■ WHAT YOU SHOULD DO
Filter the entries, keeping every line with the word "placing".

[Dataset excerpts]

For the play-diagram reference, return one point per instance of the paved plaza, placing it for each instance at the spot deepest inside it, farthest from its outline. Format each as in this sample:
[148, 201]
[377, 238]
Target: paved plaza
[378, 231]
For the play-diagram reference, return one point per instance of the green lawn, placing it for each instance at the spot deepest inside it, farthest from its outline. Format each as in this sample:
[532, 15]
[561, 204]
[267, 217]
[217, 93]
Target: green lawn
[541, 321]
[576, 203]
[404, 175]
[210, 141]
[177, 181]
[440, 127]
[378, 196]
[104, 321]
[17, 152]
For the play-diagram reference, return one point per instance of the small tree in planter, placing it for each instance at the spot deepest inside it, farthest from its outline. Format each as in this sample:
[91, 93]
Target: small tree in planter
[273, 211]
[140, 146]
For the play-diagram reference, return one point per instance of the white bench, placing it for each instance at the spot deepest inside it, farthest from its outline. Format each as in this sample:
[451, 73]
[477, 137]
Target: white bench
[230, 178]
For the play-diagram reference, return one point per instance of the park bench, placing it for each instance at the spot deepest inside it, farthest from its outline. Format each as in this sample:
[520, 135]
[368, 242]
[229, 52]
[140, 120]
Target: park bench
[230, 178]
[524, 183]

■ REPLY
For the play-diagram reference, return one point per instance of the paved plaza, placing it for each instance at the spot deepest inside it, farthest from its outline. Format each as in this sample:
For the play-diagram reference, return one point per instance of the green lawn, placing it for each instance at the spot deepest inside it, farthest from its outline. Format each as in this sample:
For the play-diagram reference, return one point per instance of the small tree in planter, placing it for each instance at the spot deepest inside it, farthest from its outline. Format each as in this sample:
For the play-diagram reference, return one point per instance of the white bench, placing it for each instance at the spot deepest inside it, farthest from its outline. Format each as in this sample:
For the play-diagram reference, return one point per instance of the park bench, placing it for each instance at the spot deepest inside it, farthest from its outline. Format each as in this sample:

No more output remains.